### What you have to do
The entries must be set down again word for word; no pictures belong in the copy.

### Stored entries
──────

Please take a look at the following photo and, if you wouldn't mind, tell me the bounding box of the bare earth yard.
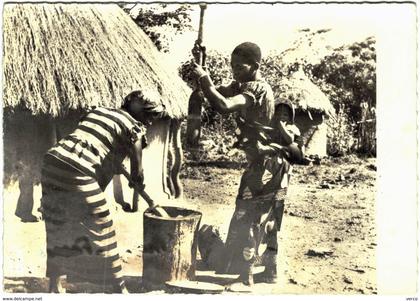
[3,155,376,295]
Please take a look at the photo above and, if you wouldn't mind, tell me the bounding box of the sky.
[161,3,382,66]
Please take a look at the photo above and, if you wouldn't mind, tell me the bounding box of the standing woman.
[40,90,167,293]
[190,42,277,286]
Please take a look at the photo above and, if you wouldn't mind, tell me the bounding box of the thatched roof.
[274,68,335,117]
[3,3,190,118]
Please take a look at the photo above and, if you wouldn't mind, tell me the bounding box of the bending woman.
[40,91,166,293]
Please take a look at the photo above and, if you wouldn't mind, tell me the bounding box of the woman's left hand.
[129,172,144,191]
[121,202,132,212]
[190,62,208,80]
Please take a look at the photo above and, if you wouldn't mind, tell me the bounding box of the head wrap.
[232,42,262,65]
[122,90,167,119]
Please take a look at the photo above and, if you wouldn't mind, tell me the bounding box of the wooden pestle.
[120,168,170,218]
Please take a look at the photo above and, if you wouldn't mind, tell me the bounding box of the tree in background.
[261,30,376,156]
[309,37,376,155]
[180,50,234,130]
[309,37,376,122]
[179,36,376,157]
[179,50,238,160]
[121,4,193,52]
[122,5,376,156]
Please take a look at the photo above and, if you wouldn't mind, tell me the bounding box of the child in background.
[257,99,303,163]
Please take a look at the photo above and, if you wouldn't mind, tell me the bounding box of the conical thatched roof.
[274,68,335,117]
[3,3,190,118]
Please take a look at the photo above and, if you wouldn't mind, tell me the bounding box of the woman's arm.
[192,64,252,113]
[129,139,144,188]
[277,121,295,145]
[256,141,284,156]
[199,75,252,113]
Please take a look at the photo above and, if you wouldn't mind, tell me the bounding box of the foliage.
[309,37,376,122]
[327,104,356,156]
[204,50,233,86]
[179,36,376,158]
[308,37,376,155]
[260,55,288,94]
[179,50,316,134]
[181,120,246,164]
[179,50,237,134]
[122,4,193,52]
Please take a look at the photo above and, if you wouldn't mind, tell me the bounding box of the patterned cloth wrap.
[198,78,298,276]
[233,117,271,156]
[199,150,292,275]
[234,116,303,164]
[218,153,292,275]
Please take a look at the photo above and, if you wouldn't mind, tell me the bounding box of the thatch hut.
[274,68,335,157]
[2,3,190,221]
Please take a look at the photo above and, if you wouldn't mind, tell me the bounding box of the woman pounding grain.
[40,90,167,293]
[190,42,279,286]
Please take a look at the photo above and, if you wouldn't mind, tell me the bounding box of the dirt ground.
[2,155,376,295]
[181,154,377,294]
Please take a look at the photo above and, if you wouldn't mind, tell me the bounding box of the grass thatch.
[273,69,335,117]
[3,3,190,118]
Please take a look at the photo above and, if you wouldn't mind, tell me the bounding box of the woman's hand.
[121,202,132,213]
[129,171,145,191]
[192,42,203,63]
[129,139,144,190]
[277,120,294,145]
[256,140,271,155]
[190,62,208,81]
[242,247,255,261]
[133,172,144,186]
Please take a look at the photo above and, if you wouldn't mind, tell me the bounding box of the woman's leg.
[49,275,66,293]
[42,194,67,293]
[238,223,257,286]
[254,199,285,283]
[221,206,257,285]
[257,230,278,283]
[112,279,128,294]
[41,155,127,293]
[47,261,66,293]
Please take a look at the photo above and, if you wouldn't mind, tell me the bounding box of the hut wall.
[143,119,172,201]
[3,110,58,221]
[3,110,175,221]
[110,119,173,206]
[304,122,328,157]
[294,111,328,157]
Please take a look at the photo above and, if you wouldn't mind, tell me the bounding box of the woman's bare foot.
[112,280,129,294]
[253,265,278,284]
[49,275,66,293]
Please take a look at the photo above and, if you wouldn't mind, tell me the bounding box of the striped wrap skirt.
[40,154,123,285]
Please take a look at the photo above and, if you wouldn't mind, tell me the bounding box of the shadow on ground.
[4,260,246,294]
[4,276,153,294]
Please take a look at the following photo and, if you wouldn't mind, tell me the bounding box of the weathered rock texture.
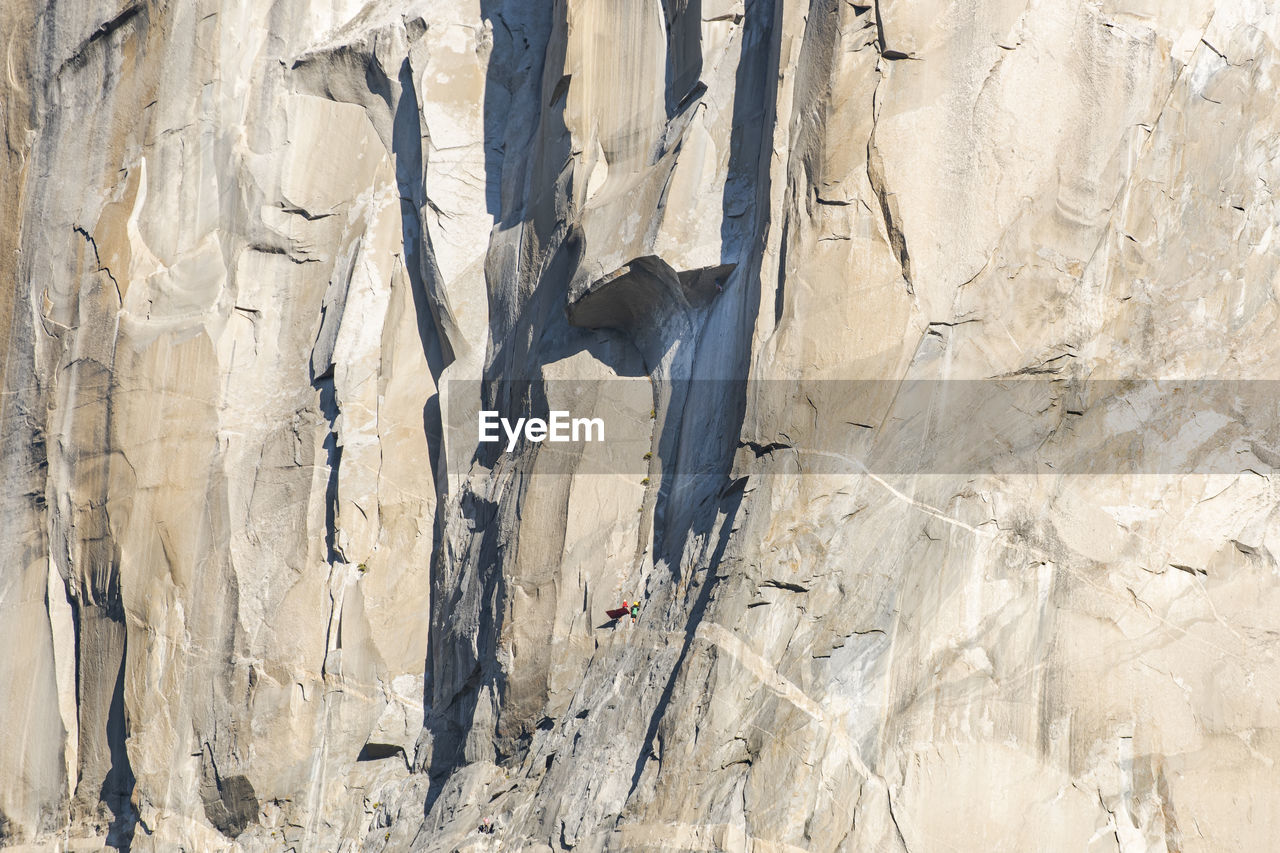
[3,0,1280,850]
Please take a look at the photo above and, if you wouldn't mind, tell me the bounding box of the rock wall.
[3,0,1280,850]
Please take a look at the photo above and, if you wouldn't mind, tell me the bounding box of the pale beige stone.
[3,0,1280,850]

──────

### Expected answer
Please take a look at the following photo and, if you wouldn't mind, tell me the bounding box of the bare earth yard.
[3,155,376,295]
Please take a look at the photo above and, if you wouldn't mind, tell me the bounding box of the sky.
[161,3,382,66]
Please take a look at the photo above and, if you wouldn't mind, tell me the bounding box of the standing woman.
[40,90,167,293]
[190,42,277,286]
Please take a look at the photo above and, if you wouldn't mind, tell me the bounding box of the thatched roof.
[274,68,335,117]
[3,3,190,118]
Please take a look at the photo above and, if you wouldn't mind, tell me the bounding box of the bending woman.
[40,91,166,293]
Please take a look at the photo above and, if you wouldn't mind, tell me the bounding box of the woman's left hand.
[129,172,144,191]
[121,202,132,212]
[190,62,208,80]
Please take a look at the photo above and, if you wouldn't mind, tell me the bounding box of the head wrap.
[232,42,262,65]
[122,90,167,119]
Please take a look at the photo above and, if you wouldn't mind, tell me the bounding box of the wooden pestle.
[120,168,170,218]
Please take a look at the photo above and, if you wouldn't mind, tell me the bounding box of the tree in background.
[261,30,376,156]
[309,37,376,155]
[180,50,234,130]
[309,37,376,122]
[179,36,376,157]
[179,50,238,160]
[121,4,193,52]
[122,5,376,156]
Please take a look at the photo above and, if you wouldn't mind, tell me the bounding box of the child in background.
[257,99,303,163]
Please take a look at the photo above and, if you wouldn't mind, tell me the bounding box of the conical thatched roof.
[274,68,335,117]
[3,3,190,118]
Please take a look at the photo above and, if you wouldn't mind, tell me the bounding box of the woman's arm.
[192,64,252,113]
[129,139,144,188]
[277,121,295,145]
[256,141,284,156]
[199,75,252,113]
Please take a look at the photo above and, if you wouldn't mind, tell me the bounding box of the foliage.
[309,37,376,122]
[327,104,356,156]
[204,50,233,86]
[179,36,376,158]
[308,37,376,155]
[260,55,288,94]
[179,50,316,134]
[181,120,246,164]
[179,50,237,134]
[122,4,193,52]
Please take a look at the photo above and, if you wouldn't mind, tell me the bounding box of the patterned cloth wrap.
[198,78,298,276]
[233,117,271,156]
[199,150,292,275]
[234,116,303,164]
[218,153,292,275]
Please take a look at the photo above and, if you wouldn't mind, tell me the bounding box of the thatch hut.
[274,68,335,157]
[2,3,190,221]
Please take a look at the photo above and, if you wouldn't mind, tell me the bounding box of the woman pounding grain.
[40,90,167,293]
[190,42,279,286]
Please take a look at the photo above and, if you wouldn't mind, tell me the bounding box of the dirt ground.
[2,155,376,295]
[181,154,377,294]
Please take a look at the photo above and, if you wouldn't mind, tell me the bounding box of the grass thatch.
[273,69,335,117]
[3,3,190,118]
Please take a look at the photo above and, if you wouldn't mind, tell me the bounding box of the woman's hand.
[121,202,132,213]
[129,171,145,191]
[192,42,203,63]
[129,139,144,190]
[277,120,294,145]
[256,140,271,155]
[190,62,208,81]
[242,247,255,261]
[133,172,144,186]
Please take a look at the photo above and, if you wouldn't mind, tell me the bounding box of the woman's leg.
[49,275,66,293]
[42,194,67,293]
[238,223,257,286]
[254,199,285,283]
[221,206,257,285]
[257,230,278,283]
[112,279,128,294]
[41,155,127,293]
[47,261,66,293]
Please take a look at the photo above and, if you wouldn't mind, tell me the bounding box of the hut wall.
[143,119,172,201]
[3,110,58,221]
[3,110,175,221]
[110,119,173,206]
[304,122,328,157]
[294,111,328,157]
Please take a look at the photo above and, if you wouldn't mind, tell me the bounding box of the woman's bare foot.
[112,280,129,294]
[253,265,278,284]
[49,275,66,293]
Please take a look at the photo above and, if you wouldn't mind, tell me the bounding box of the striped wrap skirt.
[40,154,123,285]
Please take a look at the photo above and, if you wouldn't mind, tell me the bounding box of the shadow on ground.
[4,260,246,294]
[4,276,153,294]
Please take a look at the following photo and, if you wouldn't mind, tell me the bounding box of the weathered rock texture.
[3,0,1280,850]
Please take a look at the photo above and, if you wouldn't mind, tell me the bounding box of the rock wall.
[3,0,1280,850]
Please take a look at the photo above and, if you wouldn't mind, tell me the bounding box of the pale beige stone.
[3,0,1280,850]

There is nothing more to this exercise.